:: AIM OF THE EXERCISE ::
Output every record word for word, minus the pictures.

(Stored records)
BEGIN

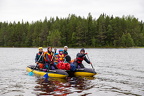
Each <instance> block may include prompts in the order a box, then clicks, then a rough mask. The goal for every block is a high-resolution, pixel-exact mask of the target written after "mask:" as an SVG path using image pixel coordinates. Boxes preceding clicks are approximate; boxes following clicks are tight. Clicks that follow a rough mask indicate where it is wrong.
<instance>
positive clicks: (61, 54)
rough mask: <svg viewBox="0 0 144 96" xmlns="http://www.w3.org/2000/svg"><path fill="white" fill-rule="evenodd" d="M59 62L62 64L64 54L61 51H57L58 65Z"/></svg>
mask: <svg viewBox="0 0 144 96" xmlns="http://www.w3.org/2000/svg"><path fill="white" fill-rule="evenodd" d="M60 62H64V54H63V50H62V49H60V50H59V54H58V63H60Z"/></svg>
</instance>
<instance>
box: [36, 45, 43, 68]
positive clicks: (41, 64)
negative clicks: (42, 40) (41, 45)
mask: <svg viewBox="0 0 144 96" xmlns="http://www.w3.org/2000/svg"><path fill="white" fill-rule="evenodd" d="M38 49H39V52H38V53H37V54H36V57H35V63H36V67H38V68H39V69H43V68H44V57H43V53H44V52H43V48H42V47H39V48H38Z"/></svg>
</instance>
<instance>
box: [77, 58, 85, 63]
mask: <svg viewBox="0 0 144 96" xmlns="http://www.w3.org/2000/svg"><path fill="white" fill-rule="evenodd" d="M76 59H77V60H76V61H77V63H82V61H83V60H84V57H77V58H76Z"/></svg>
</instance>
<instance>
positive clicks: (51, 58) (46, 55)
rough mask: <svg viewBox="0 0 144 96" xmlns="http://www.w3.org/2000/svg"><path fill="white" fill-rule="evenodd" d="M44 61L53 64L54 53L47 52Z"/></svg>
mask: <svg viewBox="0 0 144 96" xmlns="http://www.w3.org/2000/svg"><path fill="white" fill-rule="evenodd" d="M44 59H45V61H46V62H51V61H52V59H53V53H52V52H51V53H49V52H45V54H44Z"/></svg>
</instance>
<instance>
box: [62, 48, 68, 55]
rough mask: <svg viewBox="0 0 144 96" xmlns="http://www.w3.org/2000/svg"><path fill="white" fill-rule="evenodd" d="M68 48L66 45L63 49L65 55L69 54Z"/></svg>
mask: <svg viewBox="0 0 144 96" xmlns="http://www.w3.org/2000/svg"><path fill="white" fill-rule="evenodd" d="M67 50H68V47H67V46H64V51H63V54H64V55H65V56H66V55H68V52H67Z"/></svg>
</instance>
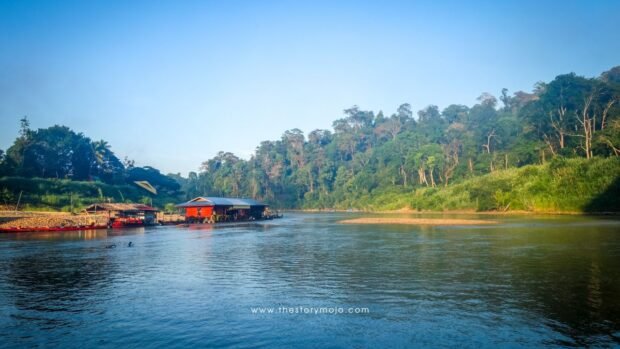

END

:: ANSWER SPACE ::
Each <instance> block may include prompts in the order a box, then clicks, then a rough mask. The goal for every block is a high-resolution, pixel-exact mask of the target written after "mask:" as an SVG path using image pixel coordinates. Boxes preceding clicks are approximate; boxes following clicks are tight. Clicks that follow a rough mask indicate where it is wrong.
<instance>
positive clicks: (61, 54)
rough mask: <svg viewBox="0 0 144 96" xmlns="http://www.w3.org/2000/svg"><path fill="white" fill-rule="evenodd" d="M59 62L62 64L64 54L61 51H57L58 65Z"/></svg>
mask: <svg viewBox="0 0 144 96" xmlns="http://www.w3.org/2000/svg"><path fill="white" fill-rule="evenodd" d="M60 62H64V54H63V50H62V49H60V50H59V54H58V63H60Z"/></svg>
</instance>
<instance>
box: [36, 45, 43, 68]
positive clicks: (41, 64)
negative clicks: (42, 40) (41, 45)
mask: <svg viewBox="0 0 144 96" xmlns="http://www.w3.org/2000/svg"><path fill="white" fill-rule="evenodd" d="M38 49H39V52H38V53H37V54H36V57H35V63H36V67H38V68H39V69H43V68H44V57H43V53H44V52H43V48H42V47H39V48H38Z"/></svg>
</instance>
<instance>
box: [77, 58, 85, 63]
mask: <svg viewBox="0 0 144 96" xmlns="http://www.w3.org/2000/svg"><path fill="white" fill-rule="evenodd" d="M76 59H77V60H76V61H77V63H82V61H83V60H84V57H77V58H76Z"/></svg>
</instance>
<instance>
positive clicks: (51, 58) (46, 55)
rough mask: <svg viewBox="0 0 144 96" xmlns="http://www.w3.org/2000/svg"><path fill="white" fill-rule="evenodd" d="M44 61L53 64L54 53L47 52Z"/></svg>
mask: <svg viewBox="0 0 144 96" xmlns="http://www.w3.org/2000/svg"><path fill="white" fill-rule="evenodd" d="M44 59H45V61H46V62H51V61H52V59H53V53H52V52H51V53H49V52H45V54H44Z"/></svg>
</instance>
<instance>
box: [62, 48, 68, 55]
rough mask: <svg viewBox="0 0 144 96" xmlns="http://www.w3.org/2000/svg"><path fill="white" fill-rule="evenodd" d="M68 48L66 45L63 49L65 55L69 54Z"/></svg>
mask: <svg viewBox="0 0 144 96" xmlns="http://www.w3.org/2000/svg"><path fill="white" fill-rule="evenodd" d="M67 50H68V47H67V46H64V51H63V54H64V55H65V56H66V55H68V52H67Z"/></svg>
</instance>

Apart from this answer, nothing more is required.